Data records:
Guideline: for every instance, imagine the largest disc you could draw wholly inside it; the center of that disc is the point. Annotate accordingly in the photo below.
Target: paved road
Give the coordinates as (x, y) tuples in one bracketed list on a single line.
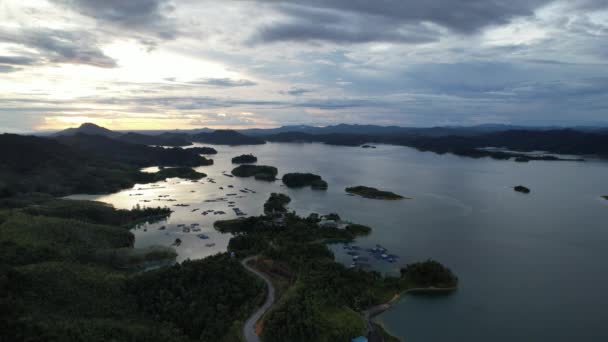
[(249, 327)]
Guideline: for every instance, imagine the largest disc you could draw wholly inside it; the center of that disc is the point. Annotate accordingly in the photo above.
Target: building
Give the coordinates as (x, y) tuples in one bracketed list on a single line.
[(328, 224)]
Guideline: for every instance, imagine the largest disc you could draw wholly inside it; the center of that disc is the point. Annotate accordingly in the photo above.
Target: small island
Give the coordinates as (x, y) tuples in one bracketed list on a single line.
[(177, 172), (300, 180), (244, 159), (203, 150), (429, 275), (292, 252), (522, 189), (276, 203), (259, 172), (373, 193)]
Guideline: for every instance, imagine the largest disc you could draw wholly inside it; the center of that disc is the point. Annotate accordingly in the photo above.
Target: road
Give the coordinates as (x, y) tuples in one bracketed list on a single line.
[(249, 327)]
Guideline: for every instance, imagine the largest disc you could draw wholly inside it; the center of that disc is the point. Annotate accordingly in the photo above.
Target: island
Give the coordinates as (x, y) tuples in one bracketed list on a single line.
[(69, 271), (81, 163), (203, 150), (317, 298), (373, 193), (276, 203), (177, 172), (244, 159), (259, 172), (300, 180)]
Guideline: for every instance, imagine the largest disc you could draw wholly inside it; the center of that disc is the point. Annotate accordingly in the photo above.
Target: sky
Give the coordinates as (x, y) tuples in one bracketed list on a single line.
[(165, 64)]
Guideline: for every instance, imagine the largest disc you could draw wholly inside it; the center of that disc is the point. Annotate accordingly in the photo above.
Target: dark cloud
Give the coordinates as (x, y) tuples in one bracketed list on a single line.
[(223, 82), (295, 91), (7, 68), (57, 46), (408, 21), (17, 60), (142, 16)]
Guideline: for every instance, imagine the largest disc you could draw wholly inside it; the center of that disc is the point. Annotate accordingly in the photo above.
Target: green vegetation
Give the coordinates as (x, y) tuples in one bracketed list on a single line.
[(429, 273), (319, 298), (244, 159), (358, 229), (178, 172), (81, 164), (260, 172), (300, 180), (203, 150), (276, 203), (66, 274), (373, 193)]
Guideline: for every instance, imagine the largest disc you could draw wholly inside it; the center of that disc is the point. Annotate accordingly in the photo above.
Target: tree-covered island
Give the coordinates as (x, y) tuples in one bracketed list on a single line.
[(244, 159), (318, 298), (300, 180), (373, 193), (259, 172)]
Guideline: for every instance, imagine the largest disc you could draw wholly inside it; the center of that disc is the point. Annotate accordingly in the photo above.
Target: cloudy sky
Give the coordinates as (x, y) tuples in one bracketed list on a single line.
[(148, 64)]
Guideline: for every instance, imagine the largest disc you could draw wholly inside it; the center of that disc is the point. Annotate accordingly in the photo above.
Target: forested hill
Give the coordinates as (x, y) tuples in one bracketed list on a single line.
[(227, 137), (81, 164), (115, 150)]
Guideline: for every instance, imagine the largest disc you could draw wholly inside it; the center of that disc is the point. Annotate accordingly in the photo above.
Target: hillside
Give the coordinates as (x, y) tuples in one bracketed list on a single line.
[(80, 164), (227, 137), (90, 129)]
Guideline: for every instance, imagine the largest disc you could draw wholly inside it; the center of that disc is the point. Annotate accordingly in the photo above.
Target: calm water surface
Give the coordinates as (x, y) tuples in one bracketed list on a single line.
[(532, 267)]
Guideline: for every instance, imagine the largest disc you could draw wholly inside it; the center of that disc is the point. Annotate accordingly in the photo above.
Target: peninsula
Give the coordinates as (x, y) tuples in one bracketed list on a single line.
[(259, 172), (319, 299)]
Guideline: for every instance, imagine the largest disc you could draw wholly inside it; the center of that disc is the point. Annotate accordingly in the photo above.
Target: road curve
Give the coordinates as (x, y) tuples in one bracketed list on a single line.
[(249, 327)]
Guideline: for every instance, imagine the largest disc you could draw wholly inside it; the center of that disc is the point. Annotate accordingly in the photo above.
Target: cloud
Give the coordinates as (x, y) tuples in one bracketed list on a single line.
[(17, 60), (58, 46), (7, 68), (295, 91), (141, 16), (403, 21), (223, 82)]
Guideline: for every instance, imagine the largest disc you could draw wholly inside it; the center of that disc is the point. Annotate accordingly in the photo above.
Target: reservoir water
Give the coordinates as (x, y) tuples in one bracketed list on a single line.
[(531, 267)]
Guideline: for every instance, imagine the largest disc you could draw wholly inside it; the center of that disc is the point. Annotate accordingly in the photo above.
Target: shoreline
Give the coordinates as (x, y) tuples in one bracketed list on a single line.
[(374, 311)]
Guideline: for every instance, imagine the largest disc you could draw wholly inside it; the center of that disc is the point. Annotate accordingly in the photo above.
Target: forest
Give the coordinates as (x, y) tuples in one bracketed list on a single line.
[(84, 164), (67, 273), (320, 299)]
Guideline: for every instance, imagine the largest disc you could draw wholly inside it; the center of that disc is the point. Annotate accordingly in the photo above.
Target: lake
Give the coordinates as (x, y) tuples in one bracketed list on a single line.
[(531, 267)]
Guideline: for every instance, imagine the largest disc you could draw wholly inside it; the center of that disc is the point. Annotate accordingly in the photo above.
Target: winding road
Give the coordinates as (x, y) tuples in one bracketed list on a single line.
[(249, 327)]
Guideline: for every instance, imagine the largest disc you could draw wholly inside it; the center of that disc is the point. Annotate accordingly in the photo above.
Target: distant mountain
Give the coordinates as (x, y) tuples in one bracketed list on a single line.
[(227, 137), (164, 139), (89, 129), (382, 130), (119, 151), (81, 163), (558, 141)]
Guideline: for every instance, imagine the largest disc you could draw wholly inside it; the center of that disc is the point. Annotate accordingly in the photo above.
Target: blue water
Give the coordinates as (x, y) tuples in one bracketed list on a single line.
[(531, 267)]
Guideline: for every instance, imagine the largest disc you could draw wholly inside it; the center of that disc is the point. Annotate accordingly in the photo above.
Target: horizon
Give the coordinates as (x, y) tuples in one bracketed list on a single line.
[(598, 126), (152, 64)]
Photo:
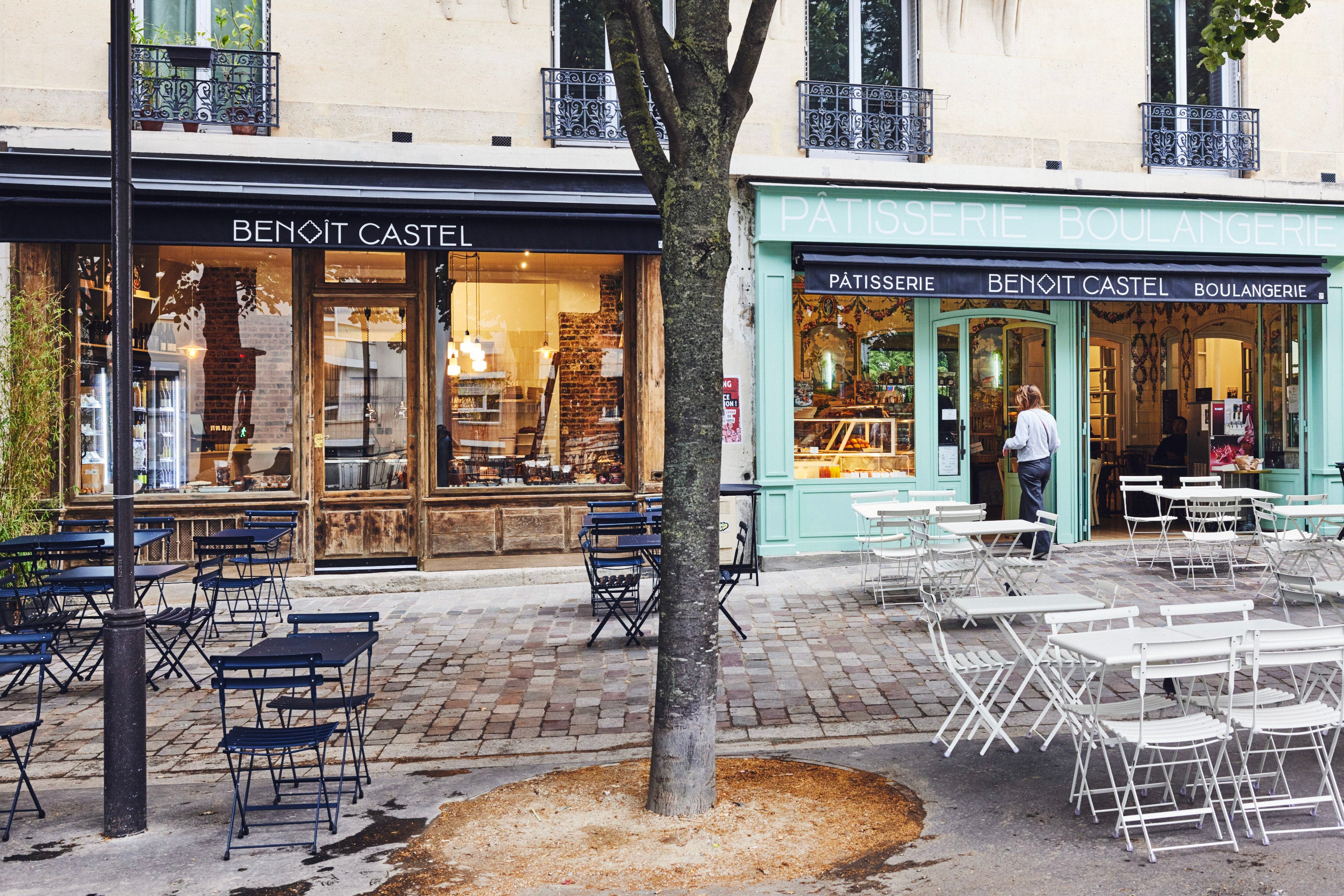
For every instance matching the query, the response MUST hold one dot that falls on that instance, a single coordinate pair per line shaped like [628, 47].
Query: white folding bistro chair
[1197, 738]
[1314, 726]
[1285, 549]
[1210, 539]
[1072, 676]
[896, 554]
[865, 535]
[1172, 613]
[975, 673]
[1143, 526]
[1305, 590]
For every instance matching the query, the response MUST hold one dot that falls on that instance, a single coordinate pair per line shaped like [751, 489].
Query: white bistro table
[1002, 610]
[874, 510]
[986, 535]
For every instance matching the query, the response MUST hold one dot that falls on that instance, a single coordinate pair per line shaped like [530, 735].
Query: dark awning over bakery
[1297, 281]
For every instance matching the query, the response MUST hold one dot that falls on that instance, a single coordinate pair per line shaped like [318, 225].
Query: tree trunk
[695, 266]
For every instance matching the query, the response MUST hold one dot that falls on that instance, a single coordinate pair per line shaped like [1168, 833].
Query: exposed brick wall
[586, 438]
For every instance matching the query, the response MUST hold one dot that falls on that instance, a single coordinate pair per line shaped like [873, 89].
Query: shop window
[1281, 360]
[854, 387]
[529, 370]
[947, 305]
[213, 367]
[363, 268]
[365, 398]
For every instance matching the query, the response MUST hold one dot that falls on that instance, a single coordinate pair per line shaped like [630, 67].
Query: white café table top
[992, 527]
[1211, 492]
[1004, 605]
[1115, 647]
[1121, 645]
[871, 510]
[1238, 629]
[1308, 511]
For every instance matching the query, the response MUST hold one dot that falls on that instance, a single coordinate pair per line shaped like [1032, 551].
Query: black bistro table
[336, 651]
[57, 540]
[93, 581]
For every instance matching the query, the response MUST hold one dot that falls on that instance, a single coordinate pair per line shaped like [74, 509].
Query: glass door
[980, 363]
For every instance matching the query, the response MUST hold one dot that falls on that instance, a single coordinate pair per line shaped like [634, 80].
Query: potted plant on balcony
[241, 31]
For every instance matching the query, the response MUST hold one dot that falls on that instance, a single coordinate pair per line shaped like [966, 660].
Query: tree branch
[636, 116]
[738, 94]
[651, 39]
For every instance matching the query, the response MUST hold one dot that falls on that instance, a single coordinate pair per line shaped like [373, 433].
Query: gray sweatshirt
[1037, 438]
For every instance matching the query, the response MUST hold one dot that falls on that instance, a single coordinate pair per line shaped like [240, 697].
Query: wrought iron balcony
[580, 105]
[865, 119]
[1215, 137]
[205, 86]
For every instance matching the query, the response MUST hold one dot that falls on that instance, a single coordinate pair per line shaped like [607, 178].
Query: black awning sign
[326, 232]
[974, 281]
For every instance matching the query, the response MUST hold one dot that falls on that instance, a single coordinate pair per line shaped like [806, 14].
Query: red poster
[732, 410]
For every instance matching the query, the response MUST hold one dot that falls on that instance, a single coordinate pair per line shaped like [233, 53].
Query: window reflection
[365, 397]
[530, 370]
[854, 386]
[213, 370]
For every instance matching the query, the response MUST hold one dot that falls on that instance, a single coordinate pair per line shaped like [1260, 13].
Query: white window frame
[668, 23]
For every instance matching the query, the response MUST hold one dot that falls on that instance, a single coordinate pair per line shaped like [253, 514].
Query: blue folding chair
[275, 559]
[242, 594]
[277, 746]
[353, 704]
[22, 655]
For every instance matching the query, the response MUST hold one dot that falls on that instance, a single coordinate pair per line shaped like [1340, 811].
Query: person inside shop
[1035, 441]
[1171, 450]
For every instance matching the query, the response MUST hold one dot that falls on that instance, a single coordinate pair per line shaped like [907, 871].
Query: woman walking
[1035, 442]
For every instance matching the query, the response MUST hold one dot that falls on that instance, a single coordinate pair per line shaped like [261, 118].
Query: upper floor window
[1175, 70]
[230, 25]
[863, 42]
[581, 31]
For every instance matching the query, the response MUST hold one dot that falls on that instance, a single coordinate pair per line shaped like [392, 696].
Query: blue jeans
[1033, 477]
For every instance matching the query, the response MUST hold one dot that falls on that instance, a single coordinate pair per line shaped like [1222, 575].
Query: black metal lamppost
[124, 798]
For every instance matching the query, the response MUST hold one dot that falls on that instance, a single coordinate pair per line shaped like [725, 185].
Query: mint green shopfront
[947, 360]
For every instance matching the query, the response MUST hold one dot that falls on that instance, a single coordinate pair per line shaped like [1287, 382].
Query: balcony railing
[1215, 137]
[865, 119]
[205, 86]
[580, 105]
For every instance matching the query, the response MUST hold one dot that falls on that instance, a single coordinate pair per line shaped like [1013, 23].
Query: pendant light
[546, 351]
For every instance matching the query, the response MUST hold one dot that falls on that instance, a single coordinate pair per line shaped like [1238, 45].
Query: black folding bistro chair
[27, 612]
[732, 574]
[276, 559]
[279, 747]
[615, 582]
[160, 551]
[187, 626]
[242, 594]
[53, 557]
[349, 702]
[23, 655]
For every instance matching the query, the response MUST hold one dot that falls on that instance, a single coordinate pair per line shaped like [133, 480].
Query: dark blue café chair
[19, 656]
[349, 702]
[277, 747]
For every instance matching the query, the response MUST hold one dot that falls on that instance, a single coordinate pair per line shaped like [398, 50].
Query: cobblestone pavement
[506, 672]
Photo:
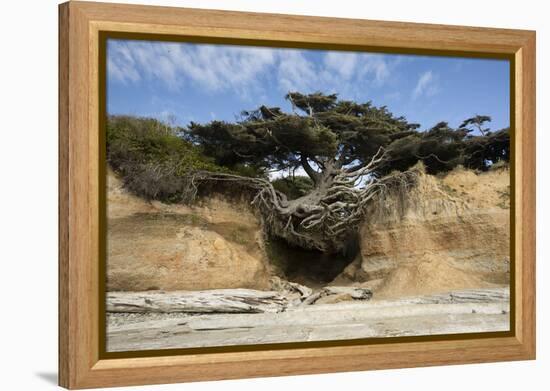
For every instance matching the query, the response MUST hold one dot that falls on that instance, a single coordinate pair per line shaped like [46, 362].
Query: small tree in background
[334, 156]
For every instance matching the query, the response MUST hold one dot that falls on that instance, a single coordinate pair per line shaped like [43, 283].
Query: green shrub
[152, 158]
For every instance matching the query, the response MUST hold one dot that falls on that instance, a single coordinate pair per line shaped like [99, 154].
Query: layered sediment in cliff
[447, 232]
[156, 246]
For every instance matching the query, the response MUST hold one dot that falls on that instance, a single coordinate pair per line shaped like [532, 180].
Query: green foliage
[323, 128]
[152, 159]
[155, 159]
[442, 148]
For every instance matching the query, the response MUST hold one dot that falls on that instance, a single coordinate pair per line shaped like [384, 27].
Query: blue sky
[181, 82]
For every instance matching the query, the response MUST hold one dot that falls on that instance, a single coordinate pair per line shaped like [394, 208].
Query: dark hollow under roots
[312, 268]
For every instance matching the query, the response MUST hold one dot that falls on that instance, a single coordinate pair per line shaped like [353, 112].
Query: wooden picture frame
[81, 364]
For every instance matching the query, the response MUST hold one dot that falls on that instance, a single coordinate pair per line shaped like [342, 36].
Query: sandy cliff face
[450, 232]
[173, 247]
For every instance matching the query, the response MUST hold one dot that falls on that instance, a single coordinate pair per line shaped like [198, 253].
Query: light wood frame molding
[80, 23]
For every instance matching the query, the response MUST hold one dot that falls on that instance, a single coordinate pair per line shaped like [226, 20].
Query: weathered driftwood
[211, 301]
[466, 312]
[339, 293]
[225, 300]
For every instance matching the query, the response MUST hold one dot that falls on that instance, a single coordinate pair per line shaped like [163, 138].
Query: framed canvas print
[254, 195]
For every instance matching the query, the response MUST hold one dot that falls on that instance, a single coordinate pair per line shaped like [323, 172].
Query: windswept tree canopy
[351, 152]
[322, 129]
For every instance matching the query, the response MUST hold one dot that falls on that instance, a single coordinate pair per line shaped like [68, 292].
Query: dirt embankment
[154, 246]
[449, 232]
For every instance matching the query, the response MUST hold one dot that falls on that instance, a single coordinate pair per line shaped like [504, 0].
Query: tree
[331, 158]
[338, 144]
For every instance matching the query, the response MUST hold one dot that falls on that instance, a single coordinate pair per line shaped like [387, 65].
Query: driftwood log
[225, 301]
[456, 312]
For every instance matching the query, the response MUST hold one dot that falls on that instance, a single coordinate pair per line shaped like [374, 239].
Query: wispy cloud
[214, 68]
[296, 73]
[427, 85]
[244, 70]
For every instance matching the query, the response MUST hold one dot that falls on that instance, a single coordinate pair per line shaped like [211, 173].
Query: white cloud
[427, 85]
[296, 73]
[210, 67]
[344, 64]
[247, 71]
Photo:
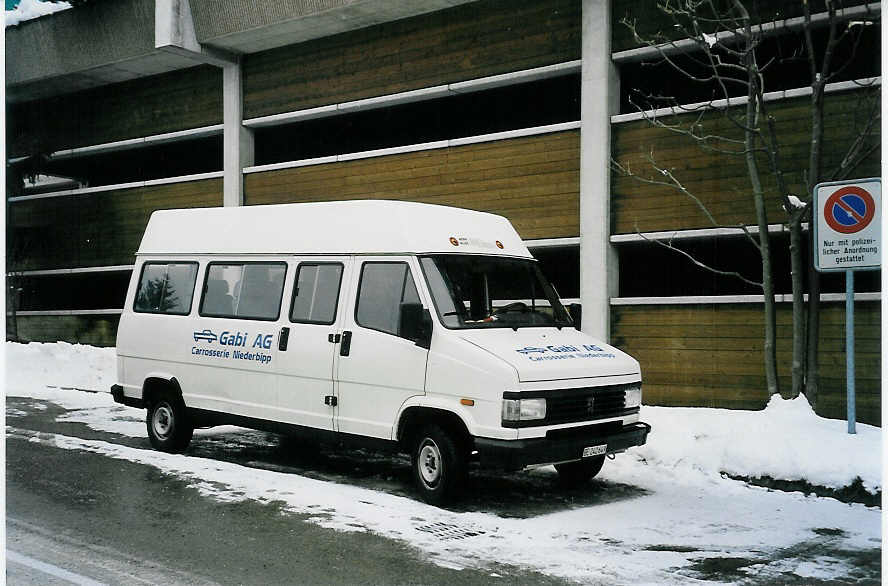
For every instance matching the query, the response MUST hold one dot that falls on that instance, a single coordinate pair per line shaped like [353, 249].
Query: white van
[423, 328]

§ **EXERCISE DETAILS**:
Convert the listing, from the line holding "like [226, 20]." through the end of the listing, into a JSON list of strings with one string per line. Omit blank lines and leave out the pictures.

§ **REPLY TO THE EXERCISE**:
[
  "For every instance matching the query, the response MUST hold one dot that falls on that instance, a single coordinate pair per line shaped like [226, 20].",
  "Query: weathered driftwood",
  "[211, 301]",
  "[466, 312]",
  "[339, 293]",
  "[225, 300]",
  "For every instance matching the query, the response MUST hold one dot that falls on that instance, a single coordinate pair per line shaped like [163, 138].",
  "Query: framed canvas print",
  "[254, 195]",
  "For every instance matching the query, the response MUST hold one dot that falls on that instance, a single coordinate pair per line shaped like [323, 172].",
  "Query: windswept tree canopy",
  "[351, 152]",
  "[322, 129]",
  "For every instance matching the query, the response MUST hold one dot that falls on that instance, a single coordinate pair per line shaped like [68, 292].",
  "Query: dirt embankment",
  "[154, 246]",
  "[449, 232]",
  "For every instance matching the query, the response MUST hold one dot that falls on that instance, a single coordinate pair per line shaped like [504, 0].",
  "Query: tree",
  "[331, 158]",
  "[338, 144]",
  "For every instance matching the query, the response MUST hold one dot that falls on that instance, a single coordinate pair per line shaped like [387, 65].",
  "Query: driftwood log",
  "[225, 301]",
  "[456, 312]",
  "For every instance matching the query, the response MUST hold one dot that falls on that instance, a single coordinate pair per line shaped like [374, 239].",
  "Query: wispy cloud",
  "[214, 68]",
  "[296, 73]",
  "[427, 85]",
  "[244, 70]",
  "For every instance matching the query, the response MUST hold one dot that falls on that instance, a single coordinate pair per line shaped like [211, 173].",
  "Query: white cloud",
  "[427, 85]",
  "[296, 73]",
  "[210, 67]",
  "[344, 64]",
  "[247, 71]",
  "Photo:",
  "For every instance matching the query, the response MUST hold one dot that falls on that instance, a single coordinate pair per line shaped like [353, 249].",
  "Query: white van",
  "[423, 328]"
]